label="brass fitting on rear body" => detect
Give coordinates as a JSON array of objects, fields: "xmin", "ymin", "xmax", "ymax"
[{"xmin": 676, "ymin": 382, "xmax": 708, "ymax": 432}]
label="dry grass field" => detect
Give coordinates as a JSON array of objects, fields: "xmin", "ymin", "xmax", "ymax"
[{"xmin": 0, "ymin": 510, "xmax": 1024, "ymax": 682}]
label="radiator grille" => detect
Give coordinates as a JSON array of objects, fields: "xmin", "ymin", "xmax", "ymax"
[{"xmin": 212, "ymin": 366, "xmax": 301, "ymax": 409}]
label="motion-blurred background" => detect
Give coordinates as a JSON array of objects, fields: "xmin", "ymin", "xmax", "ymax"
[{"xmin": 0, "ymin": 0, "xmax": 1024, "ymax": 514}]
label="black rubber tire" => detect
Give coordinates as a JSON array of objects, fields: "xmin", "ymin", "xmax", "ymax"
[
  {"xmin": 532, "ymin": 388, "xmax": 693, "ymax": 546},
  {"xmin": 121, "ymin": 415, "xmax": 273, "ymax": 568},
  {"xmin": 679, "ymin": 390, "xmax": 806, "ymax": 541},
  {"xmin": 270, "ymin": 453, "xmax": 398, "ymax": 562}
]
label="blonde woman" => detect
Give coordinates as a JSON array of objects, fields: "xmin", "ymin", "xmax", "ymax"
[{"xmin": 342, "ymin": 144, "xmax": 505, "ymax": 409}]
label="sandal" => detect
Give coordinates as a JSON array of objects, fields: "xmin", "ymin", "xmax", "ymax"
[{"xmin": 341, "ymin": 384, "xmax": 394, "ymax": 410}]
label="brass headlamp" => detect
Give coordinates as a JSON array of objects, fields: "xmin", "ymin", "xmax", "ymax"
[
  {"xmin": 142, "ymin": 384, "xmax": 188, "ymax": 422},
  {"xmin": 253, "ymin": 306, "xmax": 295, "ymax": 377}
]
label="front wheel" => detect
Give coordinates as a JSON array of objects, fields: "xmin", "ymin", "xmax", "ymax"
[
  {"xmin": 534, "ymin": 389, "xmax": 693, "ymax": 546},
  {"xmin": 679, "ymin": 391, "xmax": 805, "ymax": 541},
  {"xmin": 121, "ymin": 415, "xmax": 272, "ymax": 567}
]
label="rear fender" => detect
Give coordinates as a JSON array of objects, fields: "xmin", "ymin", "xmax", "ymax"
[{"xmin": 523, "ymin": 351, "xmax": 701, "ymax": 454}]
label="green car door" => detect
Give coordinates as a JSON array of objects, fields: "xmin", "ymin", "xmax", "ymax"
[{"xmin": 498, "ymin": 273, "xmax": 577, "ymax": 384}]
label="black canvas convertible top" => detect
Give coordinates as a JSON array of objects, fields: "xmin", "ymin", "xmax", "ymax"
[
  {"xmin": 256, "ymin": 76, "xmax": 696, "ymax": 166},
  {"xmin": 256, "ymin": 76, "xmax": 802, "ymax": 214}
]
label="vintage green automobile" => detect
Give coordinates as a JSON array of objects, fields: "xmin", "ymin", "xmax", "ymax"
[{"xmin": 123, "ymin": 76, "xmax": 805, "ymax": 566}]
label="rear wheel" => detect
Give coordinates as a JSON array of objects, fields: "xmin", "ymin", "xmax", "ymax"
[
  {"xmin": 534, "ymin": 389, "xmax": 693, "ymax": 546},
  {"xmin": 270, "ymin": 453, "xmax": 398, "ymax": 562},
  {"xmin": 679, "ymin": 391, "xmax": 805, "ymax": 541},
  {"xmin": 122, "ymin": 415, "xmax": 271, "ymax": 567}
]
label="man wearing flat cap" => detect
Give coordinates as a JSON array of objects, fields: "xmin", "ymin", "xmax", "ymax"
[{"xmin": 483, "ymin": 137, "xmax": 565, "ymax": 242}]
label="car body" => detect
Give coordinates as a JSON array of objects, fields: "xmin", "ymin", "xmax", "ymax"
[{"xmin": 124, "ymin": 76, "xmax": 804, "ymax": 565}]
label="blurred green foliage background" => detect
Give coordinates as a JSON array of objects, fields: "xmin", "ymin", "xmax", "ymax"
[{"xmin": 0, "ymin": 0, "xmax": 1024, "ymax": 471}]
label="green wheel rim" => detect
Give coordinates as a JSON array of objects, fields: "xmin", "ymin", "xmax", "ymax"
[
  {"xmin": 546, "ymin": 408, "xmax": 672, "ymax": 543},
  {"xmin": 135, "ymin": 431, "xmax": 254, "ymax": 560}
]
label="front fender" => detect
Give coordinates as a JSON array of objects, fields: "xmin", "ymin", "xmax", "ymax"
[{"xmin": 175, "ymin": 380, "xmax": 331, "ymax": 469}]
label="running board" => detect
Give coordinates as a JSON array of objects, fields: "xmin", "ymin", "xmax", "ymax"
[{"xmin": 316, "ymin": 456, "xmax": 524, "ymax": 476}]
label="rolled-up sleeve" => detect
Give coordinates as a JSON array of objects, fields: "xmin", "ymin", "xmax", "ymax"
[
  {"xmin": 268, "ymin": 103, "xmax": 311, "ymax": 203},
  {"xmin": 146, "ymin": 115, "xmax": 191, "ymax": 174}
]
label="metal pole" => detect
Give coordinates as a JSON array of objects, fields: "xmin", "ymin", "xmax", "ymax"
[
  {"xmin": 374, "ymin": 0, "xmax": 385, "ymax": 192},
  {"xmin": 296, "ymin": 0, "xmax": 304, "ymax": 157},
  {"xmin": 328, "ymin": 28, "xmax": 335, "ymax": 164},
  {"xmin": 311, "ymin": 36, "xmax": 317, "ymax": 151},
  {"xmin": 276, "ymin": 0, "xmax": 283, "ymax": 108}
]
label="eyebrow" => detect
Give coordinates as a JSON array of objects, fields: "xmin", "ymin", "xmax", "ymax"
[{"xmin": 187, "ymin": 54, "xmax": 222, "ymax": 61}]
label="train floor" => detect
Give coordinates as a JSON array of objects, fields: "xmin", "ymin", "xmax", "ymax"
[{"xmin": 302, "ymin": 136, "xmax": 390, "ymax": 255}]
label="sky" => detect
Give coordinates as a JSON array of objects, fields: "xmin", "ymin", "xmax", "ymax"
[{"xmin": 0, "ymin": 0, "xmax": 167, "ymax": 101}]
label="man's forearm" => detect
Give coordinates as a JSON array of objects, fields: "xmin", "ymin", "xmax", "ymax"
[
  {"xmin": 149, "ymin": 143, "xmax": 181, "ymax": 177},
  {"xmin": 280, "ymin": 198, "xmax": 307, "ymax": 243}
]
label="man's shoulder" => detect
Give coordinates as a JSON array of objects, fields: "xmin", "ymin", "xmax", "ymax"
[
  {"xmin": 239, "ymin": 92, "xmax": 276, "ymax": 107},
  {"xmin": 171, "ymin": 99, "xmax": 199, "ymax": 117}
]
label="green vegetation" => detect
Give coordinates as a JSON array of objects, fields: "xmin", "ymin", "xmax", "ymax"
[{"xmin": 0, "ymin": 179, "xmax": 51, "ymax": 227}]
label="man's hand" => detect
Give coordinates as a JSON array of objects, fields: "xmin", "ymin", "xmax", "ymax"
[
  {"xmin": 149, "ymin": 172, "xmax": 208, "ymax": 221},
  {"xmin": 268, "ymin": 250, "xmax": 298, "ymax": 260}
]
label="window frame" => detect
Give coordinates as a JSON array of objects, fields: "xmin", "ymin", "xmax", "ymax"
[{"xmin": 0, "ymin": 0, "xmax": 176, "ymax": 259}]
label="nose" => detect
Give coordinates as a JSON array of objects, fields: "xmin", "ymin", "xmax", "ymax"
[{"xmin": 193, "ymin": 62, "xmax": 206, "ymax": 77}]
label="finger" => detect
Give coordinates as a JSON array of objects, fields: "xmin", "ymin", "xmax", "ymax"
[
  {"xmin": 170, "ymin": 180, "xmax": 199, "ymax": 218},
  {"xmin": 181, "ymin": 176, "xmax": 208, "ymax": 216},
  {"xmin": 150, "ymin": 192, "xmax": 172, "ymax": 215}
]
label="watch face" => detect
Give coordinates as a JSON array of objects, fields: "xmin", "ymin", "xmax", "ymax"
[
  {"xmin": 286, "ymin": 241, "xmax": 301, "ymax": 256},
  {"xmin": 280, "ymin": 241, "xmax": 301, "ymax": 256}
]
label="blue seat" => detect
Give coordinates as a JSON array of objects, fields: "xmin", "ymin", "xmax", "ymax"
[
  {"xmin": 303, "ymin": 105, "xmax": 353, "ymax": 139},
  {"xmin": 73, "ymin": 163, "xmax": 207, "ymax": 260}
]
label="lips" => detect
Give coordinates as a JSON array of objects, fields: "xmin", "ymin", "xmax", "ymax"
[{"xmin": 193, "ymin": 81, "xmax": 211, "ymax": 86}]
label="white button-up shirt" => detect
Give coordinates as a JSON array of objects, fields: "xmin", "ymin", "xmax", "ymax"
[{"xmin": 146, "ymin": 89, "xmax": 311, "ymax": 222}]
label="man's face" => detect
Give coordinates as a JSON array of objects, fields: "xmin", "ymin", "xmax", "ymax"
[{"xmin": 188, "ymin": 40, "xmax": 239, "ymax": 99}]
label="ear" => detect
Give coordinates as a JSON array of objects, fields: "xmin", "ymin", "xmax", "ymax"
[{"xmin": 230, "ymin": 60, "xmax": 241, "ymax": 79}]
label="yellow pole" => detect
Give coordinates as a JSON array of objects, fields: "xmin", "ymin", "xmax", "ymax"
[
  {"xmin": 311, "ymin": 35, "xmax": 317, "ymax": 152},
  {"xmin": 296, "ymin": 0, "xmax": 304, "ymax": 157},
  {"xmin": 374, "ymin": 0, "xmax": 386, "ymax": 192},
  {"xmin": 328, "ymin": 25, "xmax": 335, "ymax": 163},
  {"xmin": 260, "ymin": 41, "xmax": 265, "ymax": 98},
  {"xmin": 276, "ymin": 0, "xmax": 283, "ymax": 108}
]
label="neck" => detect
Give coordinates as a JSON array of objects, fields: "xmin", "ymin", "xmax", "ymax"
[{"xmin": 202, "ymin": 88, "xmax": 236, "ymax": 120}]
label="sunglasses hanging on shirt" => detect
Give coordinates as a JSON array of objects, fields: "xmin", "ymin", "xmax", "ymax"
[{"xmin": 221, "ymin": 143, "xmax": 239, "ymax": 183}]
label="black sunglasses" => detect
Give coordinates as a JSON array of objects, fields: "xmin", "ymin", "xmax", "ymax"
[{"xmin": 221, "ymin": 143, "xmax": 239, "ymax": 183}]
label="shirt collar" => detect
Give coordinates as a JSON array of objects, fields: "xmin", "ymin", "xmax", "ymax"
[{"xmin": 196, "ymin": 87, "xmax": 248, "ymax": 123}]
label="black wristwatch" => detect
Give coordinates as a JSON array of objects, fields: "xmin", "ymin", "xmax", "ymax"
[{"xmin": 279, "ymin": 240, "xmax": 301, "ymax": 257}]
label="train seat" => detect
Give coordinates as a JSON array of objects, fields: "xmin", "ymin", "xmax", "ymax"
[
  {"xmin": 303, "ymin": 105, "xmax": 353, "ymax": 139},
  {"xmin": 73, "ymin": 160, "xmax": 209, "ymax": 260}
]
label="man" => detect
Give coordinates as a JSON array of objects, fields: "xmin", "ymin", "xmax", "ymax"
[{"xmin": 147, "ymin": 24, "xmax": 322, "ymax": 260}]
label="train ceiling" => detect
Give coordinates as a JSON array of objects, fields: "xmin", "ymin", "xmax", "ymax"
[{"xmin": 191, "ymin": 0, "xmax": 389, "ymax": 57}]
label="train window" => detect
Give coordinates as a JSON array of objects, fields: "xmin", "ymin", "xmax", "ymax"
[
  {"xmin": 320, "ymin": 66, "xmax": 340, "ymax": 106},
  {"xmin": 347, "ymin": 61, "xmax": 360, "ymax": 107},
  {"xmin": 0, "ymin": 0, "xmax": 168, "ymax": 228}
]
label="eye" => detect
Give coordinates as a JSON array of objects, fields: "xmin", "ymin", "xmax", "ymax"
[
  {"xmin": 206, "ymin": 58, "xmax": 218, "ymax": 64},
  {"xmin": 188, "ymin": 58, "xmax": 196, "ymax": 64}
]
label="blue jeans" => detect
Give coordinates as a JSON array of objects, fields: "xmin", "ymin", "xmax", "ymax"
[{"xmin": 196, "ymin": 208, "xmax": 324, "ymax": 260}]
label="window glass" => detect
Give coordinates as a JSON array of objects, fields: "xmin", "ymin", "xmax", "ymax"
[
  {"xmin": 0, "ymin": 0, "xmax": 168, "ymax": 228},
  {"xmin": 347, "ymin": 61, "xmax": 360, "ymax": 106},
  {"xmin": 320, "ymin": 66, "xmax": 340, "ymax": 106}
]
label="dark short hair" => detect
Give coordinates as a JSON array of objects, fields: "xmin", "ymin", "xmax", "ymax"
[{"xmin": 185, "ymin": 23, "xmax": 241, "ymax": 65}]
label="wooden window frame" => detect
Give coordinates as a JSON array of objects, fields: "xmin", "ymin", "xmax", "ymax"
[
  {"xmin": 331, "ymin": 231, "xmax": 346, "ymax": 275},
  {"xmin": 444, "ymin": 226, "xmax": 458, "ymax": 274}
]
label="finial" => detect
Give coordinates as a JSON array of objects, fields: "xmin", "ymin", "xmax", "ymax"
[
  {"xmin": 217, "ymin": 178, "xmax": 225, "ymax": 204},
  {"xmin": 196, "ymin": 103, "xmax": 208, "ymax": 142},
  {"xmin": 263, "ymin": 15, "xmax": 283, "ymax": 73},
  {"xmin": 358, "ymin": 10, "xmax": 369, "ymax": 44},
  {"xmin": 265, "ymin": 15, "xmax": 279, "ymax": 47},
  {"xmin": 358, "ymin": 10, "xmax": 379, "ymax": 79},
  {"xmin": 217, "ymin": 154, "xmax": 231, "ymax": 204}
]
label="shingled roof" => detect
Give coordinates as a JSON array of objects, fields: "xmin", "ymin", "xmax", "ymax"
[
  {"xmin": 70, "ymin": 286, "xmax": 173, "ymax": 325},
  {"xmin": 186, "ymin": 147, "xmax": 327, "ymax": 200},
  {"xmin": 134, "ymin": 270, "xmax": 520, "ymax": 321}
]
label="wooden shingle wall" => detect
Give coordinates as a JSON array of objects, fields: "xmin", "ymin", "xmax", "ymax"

....

Exercise:
Pull out every line of the material above that contains the string "pole", and copy each one in full. Case matters when matching.

In response:
label="metal pole" => detect
label="yellow pole" => detect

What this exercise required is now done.